§ ACTIVITY: Reproduce the material that follows, please, but only from its first line to the line containing "# Target: grass verge", inclusive.

§ EXERCISE MATERIAL:

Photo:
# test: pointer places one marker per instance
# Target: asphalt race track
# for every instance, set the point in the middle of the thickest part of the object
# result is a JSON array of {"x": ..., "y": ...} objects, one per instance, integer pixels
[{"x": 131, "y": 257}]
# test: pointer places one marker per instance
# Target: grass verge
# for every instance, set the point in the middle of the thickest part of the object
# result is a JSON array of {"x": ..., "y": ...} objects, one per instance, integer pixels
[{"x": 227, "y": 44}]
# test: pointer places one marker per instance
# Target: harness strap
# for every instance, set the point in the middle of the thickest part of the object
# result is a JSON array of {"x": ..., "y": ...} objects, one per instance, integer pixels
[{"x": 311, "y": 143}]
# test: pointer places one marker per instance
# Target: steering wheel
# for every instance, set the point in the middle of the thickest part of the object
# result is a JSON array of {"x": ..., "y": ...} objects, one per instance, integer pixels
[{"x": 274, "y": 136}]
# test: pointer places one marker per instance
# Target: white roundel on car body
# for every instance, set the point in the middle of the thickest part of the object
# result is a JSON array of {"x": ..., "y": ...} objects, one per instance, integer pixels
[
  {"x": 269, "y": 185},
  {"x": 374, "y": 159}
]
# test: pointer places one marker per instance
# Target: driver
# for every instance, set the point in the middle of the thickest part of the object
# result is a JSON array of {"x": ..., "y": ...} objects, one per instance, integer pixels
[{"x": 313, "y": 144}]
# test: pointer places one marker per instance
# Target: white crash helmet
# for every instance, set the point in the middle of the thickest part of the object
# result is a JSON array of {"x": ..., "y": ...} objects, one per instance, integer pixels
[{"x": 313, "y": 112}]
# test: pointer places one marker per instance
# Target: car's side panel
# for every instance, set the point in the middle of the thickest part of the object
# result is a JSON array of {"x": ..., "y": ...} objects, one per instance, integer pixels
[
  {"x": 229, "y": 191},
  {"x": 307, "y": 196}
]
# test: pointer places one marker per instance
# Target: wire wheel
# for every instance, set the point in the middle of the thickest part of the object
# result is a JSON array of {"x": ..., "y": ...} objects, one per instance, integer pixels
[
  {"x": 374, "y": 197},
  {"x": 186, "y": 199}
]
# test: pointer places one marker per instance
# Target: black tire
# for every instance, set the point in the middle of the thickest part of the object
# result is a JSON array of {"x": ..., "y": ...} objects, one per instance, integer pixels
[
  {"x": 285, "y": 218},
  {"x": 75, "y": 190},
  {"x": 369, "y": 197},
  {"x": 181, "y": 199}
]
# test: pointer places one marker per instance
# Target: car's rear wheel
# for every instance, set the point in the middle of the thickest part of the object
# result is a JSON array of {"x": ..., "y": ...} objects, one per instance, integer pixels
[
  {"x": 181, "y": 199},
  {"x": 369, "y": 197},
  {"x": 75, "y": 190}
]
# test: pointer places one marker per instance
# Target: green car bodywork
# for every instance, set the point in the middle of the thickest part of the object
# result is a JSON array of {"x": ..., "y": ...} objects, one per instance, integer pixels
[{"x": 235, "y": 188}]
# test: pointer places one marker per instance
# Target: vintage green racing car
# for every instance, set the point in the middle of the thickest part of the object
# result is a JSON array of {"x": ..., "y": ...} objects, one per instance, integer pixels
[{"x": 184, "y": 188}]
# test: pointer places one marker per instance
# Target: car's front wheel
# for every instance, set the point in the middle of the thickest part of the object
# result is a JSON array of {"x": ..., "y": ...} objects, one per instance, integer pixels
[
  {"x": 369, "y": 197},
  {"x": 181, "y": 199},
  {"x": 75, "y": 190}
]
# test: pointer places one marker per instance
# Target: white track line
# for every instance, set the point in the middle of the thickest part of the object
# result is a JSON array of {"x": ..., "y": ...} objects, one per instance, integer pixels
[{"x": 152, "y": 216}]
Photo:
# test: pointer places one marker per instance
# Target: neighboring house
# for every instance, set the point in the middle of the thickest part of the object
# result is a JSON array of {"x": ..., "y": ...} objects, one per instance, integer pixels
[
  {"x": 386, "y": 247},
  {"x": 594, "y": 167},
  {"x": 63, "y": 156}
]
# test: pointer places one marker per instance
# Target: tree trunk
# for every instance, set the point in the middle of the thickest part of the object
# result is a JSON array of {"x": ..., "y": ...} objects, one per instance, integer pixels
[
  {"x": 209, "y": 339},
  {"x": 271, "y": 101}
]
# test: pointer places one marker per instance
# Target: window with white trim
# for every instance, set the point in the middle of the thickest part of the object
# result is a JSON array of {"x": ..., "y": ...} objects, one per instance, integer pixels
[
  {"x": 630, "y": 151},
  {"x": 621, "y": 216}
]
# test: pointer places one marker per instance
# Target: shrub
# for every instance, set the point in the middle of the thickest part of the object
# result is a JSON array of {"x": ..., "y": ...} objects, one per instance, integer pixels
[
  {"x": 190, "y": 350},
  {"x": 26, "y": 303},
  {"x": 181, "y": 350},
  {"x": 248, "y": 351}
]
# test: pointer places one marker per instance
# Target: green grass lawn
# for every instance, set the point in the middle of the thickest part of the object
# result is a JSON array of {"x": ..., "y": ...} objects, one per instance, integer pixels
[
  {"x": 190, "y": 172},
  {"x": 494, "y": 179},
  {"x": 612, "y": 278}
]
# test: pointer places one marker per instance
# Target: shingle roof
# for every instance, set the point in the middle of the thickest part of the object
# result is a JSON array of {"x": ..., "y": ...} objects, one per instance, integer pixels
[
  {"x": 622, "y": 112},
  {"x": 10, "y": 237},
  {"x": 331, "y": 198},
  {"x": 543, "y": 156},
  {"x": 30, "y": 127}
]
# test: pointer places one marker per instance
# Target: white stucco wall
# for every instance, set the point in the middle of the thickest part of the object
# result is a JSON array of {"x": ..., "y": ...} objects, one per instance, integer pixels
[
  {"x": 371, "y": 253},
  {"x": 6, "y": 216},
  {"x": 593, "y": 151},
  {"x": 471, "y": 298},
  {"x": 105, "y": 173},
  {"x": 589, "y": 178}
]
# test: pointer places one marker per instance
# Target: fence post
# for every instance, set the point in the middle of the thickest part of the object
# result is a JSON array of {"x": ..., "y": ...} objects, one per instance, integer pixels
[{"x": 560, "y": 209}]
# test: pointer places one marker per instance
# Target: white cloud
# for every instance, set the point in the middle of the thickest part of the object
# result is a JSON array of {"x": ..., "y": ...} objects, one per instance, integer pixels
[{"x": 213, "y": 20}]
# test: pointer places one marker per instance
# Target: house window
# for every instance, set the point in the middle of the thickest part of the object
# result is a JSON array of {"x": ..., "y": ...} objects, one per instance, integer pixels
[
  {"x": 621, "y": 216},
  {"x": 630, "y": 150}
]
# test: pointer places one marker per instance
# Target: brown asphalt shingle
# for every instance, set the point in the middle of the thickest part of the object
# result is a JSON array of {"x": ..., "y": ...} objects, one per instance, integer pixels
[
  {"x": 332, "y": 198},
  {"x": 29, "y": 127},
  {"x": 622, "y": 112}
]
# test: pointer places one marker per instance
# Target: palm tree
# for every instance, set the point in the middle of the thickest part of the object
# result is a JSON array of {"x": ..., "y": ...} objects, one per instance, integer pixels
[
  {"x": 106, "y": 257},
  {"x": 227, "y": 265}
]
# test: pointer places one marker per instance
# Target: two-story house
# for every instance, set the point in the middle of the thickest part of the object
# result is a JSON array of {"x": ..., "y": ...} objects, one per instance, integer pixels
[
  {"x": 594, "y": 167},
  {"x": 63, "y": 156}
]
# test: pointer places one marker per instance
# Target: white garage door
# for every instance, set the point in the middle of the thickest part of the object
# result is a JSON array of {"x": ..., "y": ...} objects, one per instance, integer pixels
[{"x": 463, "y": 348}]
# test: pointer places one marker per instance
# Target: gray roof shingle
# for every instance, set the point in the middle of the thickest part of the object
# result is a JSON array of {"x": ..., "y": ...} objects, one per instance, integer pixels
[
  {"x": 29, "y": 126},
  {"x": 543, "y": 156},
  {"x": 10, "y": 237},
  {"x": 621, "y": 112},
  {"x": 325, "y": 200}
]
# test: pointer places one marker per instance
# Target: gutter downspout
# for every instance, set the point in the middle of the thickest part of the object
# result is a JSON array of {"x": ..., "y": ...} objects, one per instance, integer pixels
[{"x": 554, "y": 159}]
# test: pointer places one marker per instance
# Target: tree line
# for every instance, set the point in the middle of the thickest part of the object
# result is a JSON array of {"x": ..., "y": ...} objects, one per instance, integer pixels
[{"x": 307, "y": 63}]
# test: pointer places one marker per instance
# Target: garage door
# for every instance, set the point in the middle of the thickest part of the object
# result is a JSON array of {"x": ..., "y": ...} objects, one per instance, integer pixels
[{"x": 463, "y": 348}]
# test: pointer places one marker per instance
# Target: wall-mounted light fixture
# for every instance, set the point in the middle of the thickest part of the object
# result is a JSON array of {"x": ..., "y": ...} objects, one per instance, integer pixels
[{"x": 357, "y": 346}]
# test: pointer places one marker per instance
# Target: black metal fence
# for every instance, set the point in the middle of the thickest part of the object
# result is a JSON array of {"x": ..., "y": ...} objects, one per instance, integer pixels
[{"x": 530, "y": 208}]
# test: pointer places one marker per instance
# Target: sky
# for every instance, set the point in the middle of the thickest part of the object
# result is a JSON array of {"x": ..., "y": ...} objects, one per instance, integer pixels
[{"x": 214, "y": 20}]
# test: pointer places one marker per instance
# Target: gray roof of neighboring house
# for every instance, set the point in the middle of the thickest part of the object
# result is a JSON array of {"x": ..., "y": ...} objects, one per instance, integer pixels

§ SOLUTION FOR THIS PROBLEM:
Photo:
# test: pointer places one marker per instance
# Target: asphalt race track
# for every instance, set the point in the middle of the thickest part of the object
# result is a JSON array of {"x": ..., "y": ...} objects, one per instance, integer pixels
[{"x": 131, "y": 257}]
# test: pointer places one marker per instance
# Target: grass verge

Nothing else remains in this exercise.